| What is needed |
Copy out every line of the material below word for word, without changing anything.

| The records |
++++++++++++++++++++
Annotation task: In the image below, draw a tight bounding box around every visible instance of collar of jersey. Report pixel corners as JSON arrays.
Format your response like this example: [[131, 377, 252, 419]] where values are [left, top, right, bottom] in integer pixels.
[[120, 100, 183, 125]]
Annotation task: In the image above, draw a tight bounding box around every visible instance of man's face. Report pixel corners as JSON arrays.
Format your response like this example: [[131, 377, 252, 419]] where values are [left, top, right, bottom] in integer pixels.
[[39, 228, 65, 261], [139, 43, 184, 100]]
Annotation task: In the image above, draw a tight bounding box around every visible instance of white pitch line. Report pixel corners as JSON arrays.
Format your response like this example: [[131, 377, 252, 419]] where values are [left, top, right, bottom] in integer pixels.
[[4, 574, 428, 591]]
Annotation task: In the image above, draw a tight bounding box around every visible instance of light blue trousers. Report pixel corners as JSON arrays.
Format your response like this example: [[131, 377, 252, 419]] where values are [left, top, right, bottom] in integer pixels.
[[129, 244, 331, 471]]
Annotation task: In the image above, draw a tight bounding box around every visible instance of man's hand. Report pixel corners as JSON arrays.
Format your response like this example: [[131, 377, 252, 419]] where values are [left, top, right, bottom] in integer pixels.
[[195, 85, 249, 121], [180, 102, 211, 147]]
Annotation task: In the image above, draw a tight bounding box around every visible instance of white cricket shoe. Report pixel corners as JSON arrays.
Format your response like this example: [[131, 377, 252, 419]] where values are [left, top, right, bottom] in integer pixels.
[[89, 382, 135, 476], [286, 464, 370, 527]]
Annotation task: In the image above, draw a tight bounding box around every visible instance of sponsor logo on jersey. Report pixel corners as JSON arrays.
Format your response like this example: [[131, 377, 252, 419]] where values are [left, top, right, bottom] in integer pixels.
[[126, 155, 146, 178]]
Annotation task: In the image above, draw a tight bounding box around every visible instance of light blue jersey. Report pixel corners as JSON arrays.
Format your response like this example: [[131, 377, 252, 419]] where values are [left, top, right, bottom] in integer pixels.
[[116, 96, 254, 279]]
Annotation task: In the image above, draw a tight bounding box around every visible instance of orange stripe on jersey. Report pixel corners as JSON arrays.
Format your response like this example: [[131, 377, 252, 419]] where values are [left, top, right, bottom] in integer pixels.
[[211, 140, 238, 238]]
++++++++++++++++++++
| Right answer |
Annotation task: In the image below, draw a tight bounding box around every visible instance of collar of jersey. Report pixel corners as JSON arrays.
Format your response like this example: [[131, 377, 252, 419]] where values are [left, top, right, bottom] in integer pixels.
[[120, 100, 183, 125]]
Annotation task: In the image above, draw a tight bounding box around every visible instance of man's face. Report pixel corners as JSON arrays.
Format your response like this example: [[131, 377, 252, 419]] where values are [left, top, right, bottom] in integer pixels.
[[39, 228, 65, 261], [139, 43, 184, 100]]
Annotation task: In the image above, draw a tight bounding box around every visible instance of white pitch line. Report pixel corners as JSON arrays.
Format your response like this example: [[131, 377, 252, 419]] where values are [left, top, right, bottom] in integer pixels.
[[4, 574, 428, 591]]
Annotation task: In the image above, draw a tight bounding box around every visible instance of light blue trousers. Report pixel corners as JSON arrays.
Format your response like this example: [[131, 377, 252, 419]] where values are [left, top, right, bottom] in integer pixels.
[[129, 244, 331, 471]]
Annotation task: In the image above, draw a tight bounding box around every visible instance of man's hand. Report pixel corners as JSON arrays.
Format your response like this example: [[131, 377, 252, 419]] where values are [left, top, right, bottom] in integer pixels.
[[195, 85, 249, 121], [180, 102, 211, 147]]
Annotation task: In the image above, draw a tight bounding box around every visible instance of white cricket shoe. Report pixel corners as JSON arrays.
Format your response like this example: [[131, 377, 252, 419]] where values are [left, top, right, bottom] in integer pixels.
[[89, 382, 135, 476], [286, 464, 370, 527]]
Annotation task: In the image above, draw a tight bounding box around every visible instance of sponsor logo on jersey. Report pixel corners as JSON arrays.
Format your response like this example: [[131, 377, 252, 419]] where values are [left, top, right, bottom] in integer pixels.
[[126, 155, 146, 178]]
Annotation task: In the image above, draw a tight bounding box around every visible instance of light blue jersey. Report pixel corners as JSON arrays.
Format your response like this example: [[131, 377, 252, 419]] where values are [left, top, right, bottom] in integer pixels.
[[116, 96, 254, 279]]
Annotation task: In the image above, draw a tight bounding box around every visible instance of orange stripe on jersey. Report pixel corners as JSON arrays.
Format your response like this example: [[131, 377, 252, 419]] where values are [left, top, right, bottom] in integer pixels.
[[211, 140, 238, 238]]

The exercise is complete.